**** SUPPLIED RECORDS

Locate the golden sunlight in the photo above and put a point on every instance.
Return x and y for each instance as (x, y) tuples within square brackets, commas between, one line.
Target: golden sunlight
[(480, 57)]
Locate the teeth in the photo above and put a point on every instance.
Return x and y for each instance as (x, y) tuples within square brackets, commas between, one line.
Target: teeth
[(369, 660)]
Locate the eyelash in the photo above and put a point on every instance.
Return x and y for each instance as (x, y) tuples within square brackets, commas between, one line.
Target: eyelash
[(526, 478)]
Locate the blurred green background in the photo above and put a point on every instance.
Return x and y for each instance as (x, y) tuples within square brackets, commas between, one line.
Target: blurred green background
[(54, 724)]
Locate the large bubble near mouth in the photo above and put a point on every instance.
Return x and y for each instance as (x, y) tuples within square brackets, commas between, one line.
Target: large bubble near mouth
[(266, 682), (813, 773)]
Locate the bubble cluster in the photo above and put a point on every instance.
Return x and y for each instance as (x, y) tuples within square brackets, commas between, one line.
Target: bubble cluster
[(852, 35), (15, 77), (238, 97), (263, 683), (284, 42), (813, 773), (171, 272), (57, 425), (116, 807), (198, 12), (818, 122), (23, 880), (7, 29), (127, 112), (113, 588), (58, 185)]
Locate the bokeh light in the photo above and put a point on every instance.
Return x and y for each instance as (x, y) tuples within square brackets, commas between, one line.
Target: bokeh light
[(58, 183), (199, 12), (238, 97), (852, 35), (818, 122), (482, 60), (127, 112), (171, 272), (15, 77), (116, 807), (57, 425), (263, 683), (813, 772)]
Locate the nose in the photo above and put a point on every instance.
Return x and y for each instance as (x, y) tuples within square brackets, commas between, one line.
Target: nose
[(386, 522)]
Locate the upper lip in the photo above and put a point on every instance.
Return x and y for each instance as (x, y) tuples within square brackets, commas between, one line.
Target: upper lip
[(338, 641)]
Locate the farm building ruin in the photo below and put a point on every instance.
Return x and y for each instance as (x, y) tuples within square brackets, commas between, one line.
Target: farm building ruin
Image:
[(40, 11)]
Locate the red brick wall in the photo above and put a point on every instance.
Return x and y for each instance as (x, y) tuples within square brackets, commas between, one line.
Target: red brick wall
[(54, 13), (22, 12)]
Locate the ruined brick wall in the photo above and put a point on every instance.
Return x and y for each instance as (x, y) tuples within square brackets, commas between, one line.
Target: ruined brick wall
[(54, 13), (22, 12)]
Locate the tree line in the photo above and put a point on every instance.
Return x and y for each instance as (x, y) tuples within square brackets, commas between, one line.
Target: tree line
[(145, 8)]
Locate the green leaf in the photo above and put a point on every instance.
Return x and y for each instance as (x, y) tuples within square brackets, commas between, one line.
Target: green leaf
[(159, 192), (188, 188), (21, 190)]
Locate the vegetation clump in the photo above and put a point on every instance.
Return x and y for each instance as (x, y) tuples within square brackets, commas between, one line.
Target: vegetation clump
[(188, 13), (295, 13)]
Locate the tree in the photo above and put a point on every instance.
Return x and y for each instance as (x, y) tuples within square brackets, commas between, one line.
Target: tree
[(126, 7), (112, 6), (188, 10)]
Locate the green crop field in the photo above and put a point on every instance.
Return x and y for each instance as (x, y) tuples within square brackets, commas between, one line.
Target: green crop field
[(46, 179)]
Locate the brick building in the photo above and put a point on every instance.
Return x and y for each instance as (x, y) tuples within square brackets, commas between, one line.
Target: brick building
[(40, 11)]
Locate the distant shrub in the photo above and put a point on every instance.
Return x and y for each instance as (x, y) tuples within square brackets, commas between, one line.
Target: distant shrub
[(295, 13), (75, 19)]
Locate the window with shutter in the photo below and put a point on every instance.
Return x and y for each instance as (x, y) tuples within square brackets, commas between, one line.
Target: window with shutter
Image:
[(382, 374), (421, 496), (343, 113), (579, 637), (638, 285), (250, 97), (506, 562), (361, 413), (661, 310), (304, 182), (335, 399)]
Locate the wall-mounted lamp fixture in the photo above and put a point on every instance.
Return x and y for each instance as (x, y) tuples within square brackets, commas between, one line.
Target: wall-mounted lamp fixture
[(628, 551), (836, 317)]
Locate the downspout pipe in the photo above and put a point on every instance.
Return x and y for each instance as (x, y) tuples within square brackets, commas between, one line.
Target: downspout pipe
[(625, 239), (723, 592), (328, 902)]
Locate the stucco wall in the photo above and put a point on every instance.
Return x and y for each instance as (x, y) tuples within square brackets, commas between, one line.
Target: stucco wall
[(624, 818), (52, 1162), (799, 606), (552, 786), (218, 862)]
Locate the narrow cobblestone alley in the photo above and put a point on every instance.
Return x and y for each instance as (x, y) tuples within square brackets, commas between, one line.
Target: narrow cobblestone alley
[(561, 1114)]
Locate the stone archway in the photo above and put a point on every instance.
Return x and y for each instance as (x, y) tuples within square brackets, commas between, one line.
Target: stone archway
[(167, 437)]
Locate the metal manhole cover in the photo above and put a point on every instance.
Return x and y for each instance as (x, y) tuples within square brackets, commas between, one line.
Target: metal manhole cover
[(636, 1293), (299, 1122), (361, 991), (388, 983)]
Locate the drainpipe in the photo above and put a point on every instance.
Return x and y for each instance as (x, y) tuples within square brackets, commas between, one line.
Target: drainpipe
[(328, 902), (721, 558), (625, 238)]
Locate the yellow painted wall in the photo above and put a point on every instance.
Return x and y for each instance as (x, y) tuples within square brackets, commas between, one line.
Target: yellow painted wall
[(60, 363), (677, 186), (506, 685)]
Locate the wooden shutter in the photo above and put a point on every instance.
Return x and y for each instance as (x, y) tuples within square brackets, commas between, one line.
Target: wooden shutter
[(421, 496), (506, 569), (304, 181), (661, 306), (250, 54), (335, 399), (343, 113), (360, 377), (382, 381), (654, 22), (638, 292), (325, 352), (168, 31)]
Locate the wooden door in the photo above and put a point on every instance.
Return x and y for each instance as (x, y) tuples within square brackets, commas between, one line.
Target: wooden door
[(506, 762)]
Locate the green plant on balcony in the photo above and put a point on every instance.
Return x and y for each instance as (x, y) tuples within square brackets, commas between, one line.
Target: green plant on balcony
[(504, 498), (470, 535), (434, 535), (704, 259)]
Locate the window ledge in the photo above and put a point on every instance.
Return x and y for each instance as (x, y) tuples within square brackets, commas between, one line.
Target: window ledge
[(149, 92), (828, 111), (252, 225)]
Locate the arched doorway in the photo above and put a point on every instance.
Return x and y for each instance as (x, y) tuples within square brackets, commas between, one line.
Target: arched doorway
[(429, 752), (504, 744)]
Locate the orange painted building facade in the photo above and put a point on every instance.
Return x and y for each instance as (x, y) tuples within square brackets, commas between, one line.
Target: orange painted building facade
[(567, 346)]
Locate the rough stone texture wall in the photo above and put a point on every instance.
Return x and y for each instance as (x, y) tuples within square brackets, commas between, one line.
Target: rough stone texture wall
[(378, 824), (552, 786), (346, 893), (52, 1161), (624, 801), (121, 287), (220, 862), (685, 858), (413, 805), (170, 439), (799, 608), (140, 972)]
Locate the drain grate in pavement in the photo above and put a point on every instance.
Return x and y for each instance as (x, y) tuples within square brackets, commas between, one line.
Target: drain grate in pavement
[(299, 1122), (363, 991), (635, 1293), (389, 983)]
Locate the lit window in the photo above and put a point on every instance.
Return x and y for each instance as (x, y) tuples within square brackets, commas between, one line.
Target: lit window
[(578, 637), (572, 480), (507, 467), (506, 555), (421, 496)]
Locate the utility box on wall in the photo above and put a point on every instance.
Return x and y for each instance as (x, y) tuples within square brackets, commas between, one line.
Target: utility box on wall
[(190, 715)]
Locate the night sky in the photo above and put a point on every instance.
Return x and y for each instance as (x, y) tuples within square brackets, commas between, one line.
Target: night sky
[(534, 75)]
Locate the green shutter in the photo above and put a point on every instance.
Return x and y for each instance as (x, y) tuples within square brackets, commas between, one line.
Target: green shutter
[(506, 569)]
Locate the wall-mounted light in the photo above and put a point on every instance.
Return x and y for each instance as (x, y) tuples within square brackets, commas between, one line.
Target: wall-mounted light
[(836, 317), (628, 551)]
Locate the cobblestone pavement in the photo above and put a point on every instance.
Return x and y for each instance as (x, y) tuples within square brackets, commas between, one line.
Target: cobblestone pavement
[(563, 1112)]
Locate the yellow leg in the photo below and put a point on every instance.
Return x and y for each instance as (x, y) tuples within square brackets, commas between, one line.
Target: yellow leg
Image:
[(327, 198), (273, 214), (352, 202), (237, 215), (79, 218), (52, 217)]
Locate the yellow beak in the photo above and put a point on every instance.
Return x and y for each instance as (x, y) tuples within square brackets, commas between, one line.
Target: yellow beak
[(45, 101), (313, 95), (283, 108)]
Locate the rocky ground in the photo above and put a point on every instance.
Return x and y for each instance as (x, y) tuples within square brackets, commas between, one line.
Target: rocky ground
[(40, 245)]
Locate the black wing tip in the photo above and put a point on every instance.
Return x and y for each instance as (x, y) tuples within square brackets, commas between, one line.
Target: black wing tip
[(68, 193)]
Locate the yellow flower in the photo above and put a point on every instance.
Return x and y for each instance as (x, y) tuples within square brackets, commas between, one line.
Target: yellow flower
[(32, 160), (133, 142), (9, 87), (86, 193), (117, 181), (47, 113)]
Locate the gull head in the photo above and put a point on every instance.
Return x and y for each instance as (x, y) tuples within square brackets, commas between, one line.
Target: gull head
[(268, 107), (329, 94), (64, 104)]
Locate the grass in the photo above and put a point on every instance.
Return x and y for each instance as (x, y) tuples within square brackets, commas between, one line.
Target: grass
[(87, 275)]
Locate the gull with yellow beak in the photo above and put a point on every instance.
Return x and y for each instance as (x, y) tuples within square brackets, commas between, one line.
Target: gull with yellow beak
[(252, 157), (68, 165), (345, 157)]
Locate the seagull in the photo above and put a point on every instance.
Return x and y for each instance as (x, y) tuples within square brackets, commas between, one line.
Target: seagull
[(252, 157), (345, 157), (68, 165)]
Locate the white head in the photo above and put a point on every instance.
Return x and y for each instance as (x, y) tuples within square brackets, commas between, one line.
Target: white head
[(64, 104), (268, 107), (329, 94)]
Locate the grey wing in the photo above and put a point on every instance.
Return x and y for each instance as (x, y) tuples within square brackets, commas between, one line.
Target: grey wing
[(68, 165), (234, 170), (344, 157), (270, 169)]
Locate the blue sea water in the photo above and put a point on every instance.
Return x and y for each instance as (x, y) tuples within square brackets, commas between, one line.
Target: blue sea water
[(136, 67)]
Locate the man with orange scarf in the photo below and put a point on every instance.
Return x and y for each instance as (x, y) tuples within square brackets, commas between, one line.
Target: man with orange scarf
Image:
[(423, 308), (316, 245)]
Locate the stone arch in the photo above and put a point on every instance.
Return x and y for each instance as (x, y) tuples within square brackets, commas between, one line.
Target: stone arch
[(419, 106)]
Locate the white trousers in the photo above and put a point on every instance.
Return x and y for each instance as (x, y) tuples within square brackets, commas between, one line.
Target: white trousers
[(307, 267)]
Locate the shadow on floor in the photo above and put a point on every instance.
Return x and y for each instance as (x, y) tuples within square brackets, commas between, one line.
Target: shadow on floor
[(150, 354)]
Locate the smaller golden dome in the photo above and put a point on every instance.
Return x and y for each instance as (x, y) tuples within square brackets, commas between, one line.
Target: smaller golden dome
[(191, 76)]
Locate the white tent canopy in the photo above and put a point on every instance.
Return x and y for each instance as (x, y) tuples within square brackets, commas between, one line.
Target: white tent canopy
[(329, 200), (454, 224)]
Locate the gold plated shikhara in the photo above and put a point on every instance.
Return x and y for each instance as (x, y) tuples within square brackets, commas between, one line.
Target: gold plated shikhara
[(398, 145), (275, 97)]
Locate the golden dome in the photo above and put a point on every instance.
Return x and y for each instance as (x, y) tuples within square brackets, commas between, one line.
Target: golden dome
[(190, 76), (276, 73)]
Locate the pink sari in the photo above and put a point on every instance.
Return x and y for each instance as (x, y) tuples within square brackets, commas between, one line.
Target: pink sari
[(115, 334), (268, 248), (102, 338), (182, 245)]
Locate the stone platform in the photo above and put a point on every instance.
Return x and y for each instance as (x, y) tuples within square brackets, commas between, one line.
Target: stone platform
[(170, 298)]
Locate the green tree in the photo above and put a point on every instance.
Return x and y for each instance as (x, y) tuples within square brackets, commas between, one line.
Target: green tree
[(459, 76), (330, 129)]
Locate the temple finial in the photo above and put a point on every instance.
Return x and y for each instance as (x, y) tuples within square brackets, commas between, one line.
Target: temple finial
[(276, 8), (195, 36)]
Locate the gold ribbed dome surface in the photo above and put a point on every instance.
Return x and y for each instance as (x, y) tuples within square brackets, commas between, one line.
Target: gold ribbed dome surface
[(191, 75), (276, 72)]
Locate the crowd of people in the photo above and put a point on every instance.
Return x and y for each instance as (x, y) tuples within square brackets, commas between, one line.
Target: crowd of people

********

▶ [WHAT IS EXPECTED]:
Can you swap "crop field" for "meadow" in the records, starting at the line containing "Locate the green crop" and ending at the line containing "[(46, 179)]", and return only those lines with everything else unchanged?

▶ [FINISHED TASK]:
Locate the green meadow in the photo above and put a point on every instance.
Return x and y for each instance as (x, y) tuples within square brackets, commas between, one line.
Target: green meadow
[(46, 179)]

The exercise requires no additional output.